Written instruction: Revise each of the entries below by replacing "axis-aligned rectangle" with "axis-aligned bounding box" wherever it occurs, leaving everything else unchanged.

Materials provided:
━━━━━━
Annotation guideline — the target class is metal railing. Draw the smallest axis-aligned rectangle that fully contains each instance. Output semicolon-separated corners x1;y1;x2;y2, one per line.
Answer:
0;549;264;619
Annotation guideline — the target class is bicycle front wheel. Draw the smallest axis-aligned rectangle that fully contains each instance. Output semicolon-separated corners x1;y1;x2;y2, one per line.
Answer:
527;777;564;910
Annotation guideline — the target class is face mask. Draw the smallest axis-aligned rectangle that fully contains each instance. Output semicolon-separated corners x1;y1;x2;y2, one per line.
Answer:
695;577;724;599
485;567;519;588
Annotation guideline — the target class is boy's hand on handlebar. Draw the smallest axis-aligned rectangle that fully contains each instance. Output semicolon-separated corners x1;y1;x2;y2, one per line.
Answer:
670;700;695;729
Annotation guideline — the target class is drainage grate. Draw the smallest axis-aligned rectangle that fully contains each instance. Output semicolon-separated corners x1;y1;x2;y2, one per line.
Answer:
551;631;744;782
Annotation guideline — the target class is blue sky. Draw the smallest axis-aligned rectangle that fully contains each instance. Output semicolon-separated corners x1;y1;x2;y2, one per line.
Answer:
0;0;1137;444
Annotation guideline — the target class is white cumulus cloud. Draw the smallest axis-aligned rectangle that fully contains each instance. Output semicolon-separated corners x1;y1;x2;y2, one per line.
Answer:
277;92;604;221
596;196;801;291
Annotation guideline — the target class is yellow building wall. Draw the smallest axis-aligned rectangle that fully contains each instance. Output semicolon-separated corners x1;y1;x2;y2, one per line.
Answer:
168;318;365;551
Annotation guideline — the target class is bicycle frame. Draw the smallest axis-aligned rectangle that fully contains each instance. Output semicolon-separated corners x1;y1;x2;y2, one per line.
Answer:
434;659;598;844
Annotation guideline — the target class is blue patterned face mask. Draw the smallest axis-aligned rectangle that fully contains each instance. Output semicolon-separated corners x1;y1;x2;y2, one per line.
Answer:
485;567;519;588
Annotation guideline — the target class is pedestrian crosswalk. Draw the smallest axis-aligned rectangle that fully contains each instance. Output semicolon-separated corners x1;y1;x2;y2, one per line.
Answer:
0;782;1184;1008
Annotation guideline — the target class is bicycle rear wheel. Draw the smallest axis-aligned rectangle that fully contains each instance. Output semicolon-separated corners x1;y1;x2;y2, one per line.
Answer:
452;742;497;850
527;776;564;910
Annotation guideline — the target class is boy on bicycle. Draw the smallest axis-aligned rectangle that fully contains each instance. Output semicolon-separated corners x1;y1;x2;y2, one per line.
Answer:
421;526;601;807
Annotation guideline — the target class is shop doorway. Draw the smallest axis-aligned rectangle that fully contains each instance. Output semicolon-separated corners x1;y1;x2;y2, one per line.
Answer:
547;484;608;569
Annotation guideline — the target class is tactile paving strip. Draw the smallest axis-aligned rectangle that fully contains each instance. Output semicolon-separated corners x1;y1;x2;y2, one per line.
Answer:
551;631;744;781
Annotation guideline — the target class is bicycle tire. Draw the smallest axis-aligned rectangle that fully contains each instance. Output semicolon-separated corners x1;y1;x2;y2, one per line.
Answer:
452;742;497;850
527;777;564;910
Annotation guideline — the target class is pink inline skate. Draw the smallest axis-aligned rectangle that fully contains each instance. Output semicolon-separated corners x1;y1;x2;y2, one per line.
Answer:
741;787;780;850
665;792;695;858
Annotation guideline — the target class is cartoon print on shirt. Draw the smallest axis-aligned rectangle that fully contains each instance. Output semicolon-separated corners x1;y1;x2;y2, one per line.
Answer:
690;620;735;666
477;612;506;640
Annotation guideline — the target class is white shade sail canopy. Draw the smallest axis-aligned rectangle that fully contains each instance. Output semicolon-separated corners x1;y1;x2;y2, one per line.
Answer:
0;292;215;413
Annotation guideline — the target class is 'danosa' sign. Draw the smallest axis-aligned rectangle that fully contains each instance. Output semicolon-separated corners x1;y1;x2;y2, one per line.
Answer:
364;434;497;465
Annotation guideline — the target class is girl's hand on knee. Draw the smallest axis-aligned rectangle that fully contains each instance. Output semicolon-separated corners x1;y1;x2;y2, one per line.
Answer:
━━━━━━
Task solution:
Annotation guideline — the target class is metal railing. Draw the smallest axis-aligned bounding box that fully contains each instance. Output semicolon-separated corners x1;y1;x2;y2, one per line.
Answer:
0;549;264;619
Annotation guideline — the target class is bicycle front wheel. Draw the smallest axis-aligned bounding box that fully contains each instance. Output semicolon-separated corners x1;y1;x2;y2, one per line.
Answer:
527;777;564;910
Annotation guideline — the target class is face mask. Draw the smallest axis-aligned bounding box that fully contains each instance. Output semicolon-separated corners x1;y1;x2;y2, one per line.
Answer:
695;577;724;599
485;567;519;588
Annotation guideline — the target class is boy's hand on handlebar. Draw the smallest axis-aligned bounding box that fully contains each instance. Output semicolon-separated corners x1;y1;x2;y2, one per line.
Answer:
670;700;695;729
Annotation guideline — the target class is drainage grate. Draw the smallest axis-aligned bounding box that fully contains each instance. Output semicolon-separated corners x1;y1;x2;y2, one per line.
Answer:
551;631;744;782
Annotation guideline — the target class is blue sky. Draw the smallest axis-aligned bounding box that fully contains each instance. Output semicolon-separated corners x1;y1;x2;y2, one per line.
Answer:
0;0;1137;444
Annotation guideline — the target class is white cumulus cloud. Draw the smallest axis-aligned bounding box that fully contains each instance. Output semicolon-separated corners x1;y1;x2;y2, one per line.
Answer:
277;92;604;221
596;196;801;291
Annotation guideline — the target class is yellow building wall. Draw the smallest axis-aligned bounding box that fully contains each instance. Output semicolon-separated corners x1;y1;x2;y2, one per line.
Answer:
168;318;365;551
Annotation guideline — the target class is bicycle frame. Draw the smallest axis-aligned bounding box that fully contains each instance. Output semicolon-separated corners x1;y1;x2;y2, one per line.
Answer:
434;659;598;844
Annotation guideline — the target class is blue patterned face mask. Draw the smallest axis-aligned bounding box that fully contains each instance. Output semicolon-separated corners x1;y1;x2;y2, one per line.
Answer:
485;567;519;588
Annotation guideline — the target class is pedestrian crosswalk. Draw the smallest axis-aligned bounding box that fully contains each instance. Output semicolon-separated corners x1;y1;x2;y2, one per line.
Answer:
0;782;1184;1008
Annotation guideline — the target class is bicycle rear wheel. Draw the smallest axis-aligned bounding box that fully contains each instance. Output semicolon-separated corners x1;y1;x2;y2, one per line.
Answer:
452;742;497;850
527;776;564;910
Annotation guideline — the target class is boy on bicycle. Draw the smallest axis-aligned bounding box that fully contains each instance. Output semicolon-separated corners x1;y1;x2;y2, one per line.
Answer:
421;526;601;807
Annotation guideline — the target class is shop doorway. Draw the smallest axis-aligned bounding box that fully contains each instance. Output semicolon-separated corners x1;y1;x2;y2, one per line.
Answer:
547;484;608;569
Annotation guideline — the target class is tactile paving strip. Draw the smallest axis-aligned bounding box that fully contains each instance. Output semicolon-separated corners x1;y1;x2;y2, one per line.
Answer:
551;631;744;781
Annotation guideline — the target class is bicycle tire. Draw the smallest axis-aligned bounding box that fully contains each instance. Output semicolon-separated corners x1;y1;x2;y2, one per line.
Answer:
452;742;497;850
527;777;564;910
Annotation guideline — the target class is pink inline skate. Draw the smallest axis-aligned bounding box that fully contains each instance. Output semicolon-separated corners x1;y1;x2;y2, one per line.
Answer:
741;787;780;850
665;792;695;858
Annotation guideline — the target class is cartoon print on shirt. Draw the smallest axis-aligned bounding box that fully contains each instance. Output semicolon-separated corners x1;y1;x2;y2, one per line.
Answer:
690;620;735;666
477;612;506;640
Annotation guideline — the target class is white shade sail canopy. Draw the smallest axis-aligned bounding box that fully contains each instance. Output semicolon-separated corners x1;y1;x2;y2, one per line.
Answer:
0;292;215;413
Annotation guideline — the target class is 'danosa' sign. Draw the smallest axis-aligned bounding box that fully contains each instance. Output semicolon-separated corners x1;y1;x2;y2, one per line.
Answer:
364;434;497;465
Annotation guideline — the target class is girl's hand on knee. Draw the smallest axis-aligned bounding box that fully contains each instance. Output semicolon-separated corners x1;y1;x2;y2, one per line.
Answer:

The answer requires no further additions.